_Provided records_.
>>>

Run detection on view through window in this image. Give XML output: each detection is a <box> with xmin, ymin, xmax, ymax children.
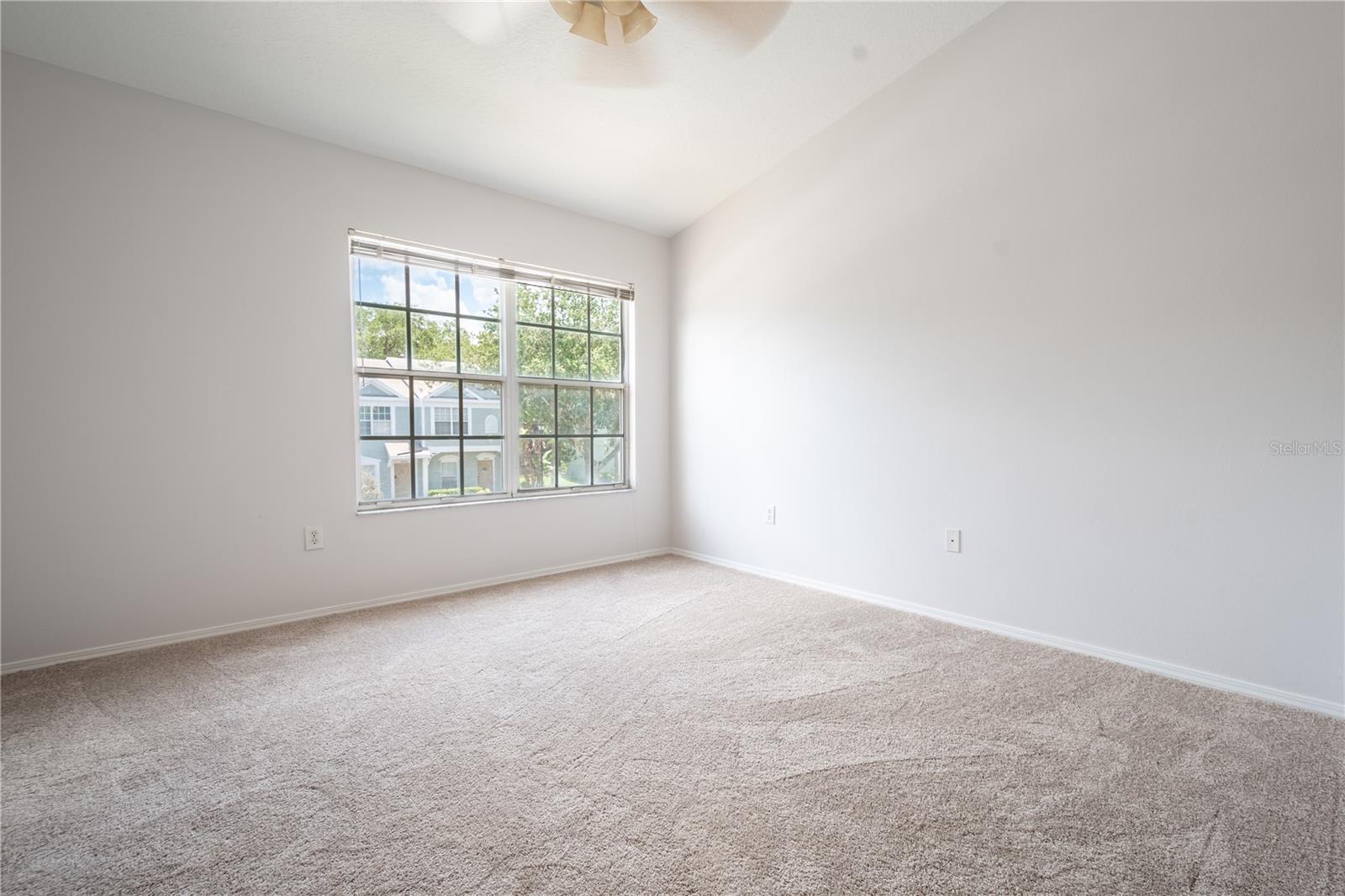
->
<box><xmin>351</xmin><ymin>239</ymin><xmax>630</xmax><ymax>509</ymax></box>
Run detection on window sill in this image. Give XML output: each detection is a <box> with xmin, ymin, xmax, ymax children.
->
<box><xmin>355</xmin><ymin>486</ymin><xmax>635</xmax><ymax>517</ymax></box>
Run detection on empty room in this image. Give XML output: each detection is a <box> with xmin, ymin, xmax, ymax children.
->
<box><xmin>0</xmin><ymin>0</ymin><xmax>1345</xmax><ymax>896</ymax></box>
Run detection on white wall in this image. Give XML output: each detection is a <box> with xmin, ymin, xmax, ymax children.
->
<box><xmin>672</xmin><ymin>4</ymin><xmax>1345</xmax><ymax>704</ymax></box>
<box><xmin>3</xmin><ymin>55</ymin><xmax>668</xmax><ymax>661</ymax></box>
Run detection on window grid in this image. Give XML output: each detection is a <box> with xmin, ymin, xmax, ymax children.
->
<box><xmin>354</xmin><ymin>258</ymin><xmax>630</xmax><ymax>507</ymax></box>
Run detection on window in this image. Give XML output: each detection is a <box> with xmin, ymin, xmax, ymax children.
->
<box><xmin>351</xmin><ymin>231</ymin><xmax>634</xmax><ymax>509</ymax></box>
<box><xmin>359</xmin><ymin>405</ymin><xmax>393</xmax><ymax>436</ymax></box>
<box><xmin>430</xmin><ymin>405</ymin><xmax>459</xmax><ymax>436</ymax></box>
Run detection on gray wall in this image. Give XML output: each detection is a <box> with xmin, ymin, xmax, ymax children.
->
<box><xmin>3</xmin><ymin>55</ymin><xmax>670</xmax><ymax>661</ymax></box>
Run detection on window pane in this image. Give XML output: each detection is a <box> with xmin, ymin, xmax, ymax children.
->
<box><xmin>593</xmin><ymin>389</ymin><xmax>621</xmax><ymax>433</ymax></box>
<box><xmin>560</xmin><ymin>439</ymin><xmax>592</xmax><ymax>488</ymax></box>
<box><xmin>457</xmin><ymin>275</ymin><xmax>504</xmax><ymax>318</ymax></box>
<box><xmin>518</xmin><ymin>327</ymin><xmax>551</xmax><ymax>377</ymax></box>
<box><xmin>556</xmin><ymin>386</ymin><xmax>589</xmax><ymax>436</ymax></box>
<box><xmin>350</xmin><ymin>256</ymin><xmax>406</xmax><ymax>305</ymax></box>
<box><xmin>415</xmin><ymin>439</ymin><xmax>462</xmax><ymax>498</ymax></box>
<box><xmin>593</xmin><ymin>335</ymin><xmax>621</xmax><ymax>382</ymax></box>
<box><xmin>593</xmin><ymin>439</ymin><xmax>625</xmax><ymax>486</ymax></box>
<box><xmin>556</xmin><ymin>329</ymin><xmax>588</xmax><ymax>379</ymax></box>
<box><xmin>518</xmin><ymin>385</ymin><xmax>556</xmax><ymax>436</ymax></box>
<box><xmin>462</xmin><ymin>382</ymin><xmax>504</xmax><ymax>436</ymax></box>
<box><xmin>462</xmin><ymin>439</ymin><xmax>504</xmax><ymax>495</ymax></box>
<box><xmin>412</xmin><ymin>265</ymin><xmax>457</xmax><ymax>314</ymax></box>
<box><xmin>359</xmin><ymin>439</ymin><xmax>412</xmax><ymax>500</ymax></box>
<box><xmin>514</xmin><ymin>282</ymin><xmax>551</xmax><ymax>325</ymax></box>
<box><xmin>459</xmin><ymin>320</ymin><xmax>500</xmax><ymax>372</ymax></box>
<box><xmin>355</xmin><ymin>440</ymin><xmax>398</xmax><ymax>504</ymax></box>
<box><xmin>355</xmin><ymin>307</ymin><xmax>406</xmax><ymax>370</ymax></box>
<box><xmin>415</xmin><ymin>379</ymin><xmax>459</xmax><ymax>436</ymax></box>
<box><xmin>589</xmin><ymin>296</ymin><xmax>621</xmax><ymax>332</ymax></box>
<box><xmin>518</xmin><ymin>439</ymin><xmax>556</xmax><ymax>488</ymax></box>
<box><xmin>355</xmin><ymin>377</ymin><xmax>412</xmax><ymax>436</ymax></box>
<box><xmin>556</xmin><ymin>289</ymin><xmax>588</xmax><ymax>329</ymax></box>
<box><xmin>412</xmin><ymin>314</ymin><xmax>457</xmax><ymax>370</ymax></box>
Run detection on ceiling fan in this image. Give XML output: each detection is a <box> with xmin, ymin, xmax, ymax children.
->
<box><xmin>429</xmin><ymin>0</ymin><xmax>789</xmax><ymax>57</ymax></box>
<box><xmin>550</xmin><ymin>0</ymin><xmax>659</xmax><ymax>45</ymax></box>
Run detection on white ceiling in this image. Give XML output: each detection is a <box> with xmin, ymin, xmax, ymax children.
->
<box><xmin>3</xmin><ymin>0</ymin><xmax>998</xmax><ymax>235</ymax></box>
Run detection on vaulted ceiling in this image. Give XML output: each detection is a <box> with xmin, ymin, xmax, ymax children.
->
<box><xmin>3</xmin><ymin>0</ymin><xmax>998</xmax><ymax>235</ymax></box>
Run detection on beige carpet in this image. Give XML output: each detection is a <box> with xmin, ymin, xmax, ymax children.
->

<<<

_Task instructions_.
Please rewrite all the lines above with every "Give XML output" changed to "Return XML output" and nothing else altered. Leave the pictures out.

_Result for this task_.
Run detection on view through window in this image. Return XML output: each detection is a <box> with xmin, ymin, xmax, ymax children.
->
<box><xmin>351</xmin><ymin>239</ymin><xmax>630</xmax><ymax>509</ymax></box>
Run detection on window sill in this image. Return XML output: each detection is a <box> with xmin, ymin, xmax, ymax children.
->
<box><xmin>355</xmin><ymin>486</ymin><xmax>635</xmax><ymax>517</ymax></box>
Run detection on empty room in this image. Return XML output: each detection is a <box> with xmin, ymin, xmax, ymax children.
->
<box><xmin>0</xmin><ymin>0</ymin><xmax>1345</xmax><ymax>896</ymax></box>
Run detection on white wall in this image. Return XML output: each detection is a <box> with xmin, ymin, xmax, ymax children.
->
<box><xmin>672</xmin><ymin>4</ymin><xmax>1345</xmax><ymax>704</ymax></box>
<box><xmin>3</xmin><ymin>55</ymin><xmax>668</xmax><ymax>661</ymax></box>
Run detection on window grid in this image. Return XML output: each detection is a <box> with xmin, ymin, xmax, ymax children.
->
<box><xmin>354</xmin><ymin>258</ymin><xmax>630</xmax><ymax>507</ymax></box>
Run detection on window in this image. Return XML output: each detection is a <box> with xmin, ymin, xmax, ymax children.
->
<box><xmin>351</xmin><ymin>231</ymin><xmax>634</xmax><ymax>509</ymax></box>
<box><xmin>359</xmin><ymin>405</ymin><xmax>393</xmax><ymax>436</ymax></box>
<box><xmin>430</xmin><ymin>405</ymin><xmax>459</xmax><ymax>436</ymax></box>
Run detection on gray wall in this image. Return XML output: each detection is a <box> with xmin, ymin, xmax, ymax children.
->
<box><xmin>3</xmin><ymin>55</ymin><xmax>670</xmax><ymax>661</ymax></box>
Run detection on window pane in this image. Return XML output: each detection is a <box> with xmin, ymin, xmax, ymax children.
->
<box><xmin>593</xmin><ymin>389</ymin><xmax>621</xmax><ymax>433</ymax></box>
<box><xmin>560</xmin><ymin>439</ymin><xmax>592</xmax><ymax>488</ymax></box>
<box><xmin>457</xmin><ymin>275</ymin><xmax>504</xmax><ymax>318</ymax></box>
<box><xmin>518</xmin><ymin>327</ymin><xmax>551</xmax><ymax>377</ymax></box>
<box><xmin>556</xmin><ymin>386</ymin><xmax>589</xmax><ymax>436</ymax></box>
<box><xmin>350</xmin><ymin>256</ymin><xmax>406</xmax><ymax>305</ymax></box>
<box><xmin>415</xmin><ymin>439</ymin><xmax>462</xmax><ymax>498</ymax></box>
<box><xmin>593</xmin><ymin>335</ymin><xmax>621</xmax><ymax>382</ymax></box>
<box><xmin>593</xmin><ymin>439</ymin><xmax>625</xmax><ymax>486</ymax></box>
<box><xmin>556</xmin><ymin>329</ymin><xmax>588</xmax><ymax>379</ymax></box>
<box><xmin>518</xmin><ymin>385</ymin><xmax>556</xmax><ymax>436</ymax></box>
<box><xmin>462</xmin><ymin>382</ymin><xmax>504</xmax><ymax>436</ymax></box>
<box><xmin>462</xmin><ymin>439</ymin><xmax>504</xmax><ymax>495</ymax></box>
<box><xmin>412</xmin><ymin>265</ymin><xmax>457</xmax><ymax>314</ymax></box>
<box><xmin>359</xmin><ymin>439</ymin><xmax>412</xmax><ymax>500</ymax></box>
<box><xmin>514</xmin><ymin>282</ymin><xmax>551</xmax><ymax>325</ymax></box>
<box><xmin>459</xmin><ymin>320</ymin><xmax>500</xmax><ymax>372</ymax></box>
<box><xmin>355</xmin><ymin>440</ymin><xmax>398</xmax><ymax>504</ymax></box>
<box><xmin>355</xmin><ymin>307</ymin><xmax>406</xmax><ymax>370</ymax></box>
<box><xmin>415</xmin><ymin>379</ymin><xmax>459</xmax><ymax>436</ymax></box>
<box><xmin>589</xmin><ymin>296</ymin><xmax>621</xmax><ymax>332</ymax></box>
<box><xmin>518</xmin><ymin>439</ymin><xmax>556</xmax><ymax>488</ymax></box>
<box><xmin>355</xmin><ymin>377</ymin><xmax>412</xmax><ymax>436</ymax></box>
<box><xmin>556</xmin><ymin>289</ymin><xmax>588</xmax><ymax>329</ymax></box>
<box><xmin>412</xmin><ymin>314</ymin><xmax>457</xmax><ymax>370</ymax></box>
Run detection on ceiling fan in this image. Return XML output: each detection is a <box> with xmin, ymin, xmax, ymax children.
->
<box><xmin>429</xmin><ymin>0</ymin><xmax>789</xmax><ymax>57</ymax></box>
<box><xmin>550</xmin><ymin>0</ymin><xmax>659</xmax><ymax>45</ymax></box>
Run detection on white ceiling in this image. Return XML output: each detection is a <box> with xmin, ymin, xmax, ymax children.
->
<box><xmin>3</xmin><ymin>0</ymin><xmax>998</xmax><ymax>235</ymax></box>
Run detection on vaulted ceiling in this image. Return XML output: each detection is a <box> with xmin, ymin, xmax, ymax children.
->
<box><xmin>3</xmin><ymin>0</ymin><xmax>998</xmax><ymax>235</ymax></box>
Run detection on beige carpet in this image. Return XML output: each detection is a <box> with xmin, ymin, xmax, ymax children.
->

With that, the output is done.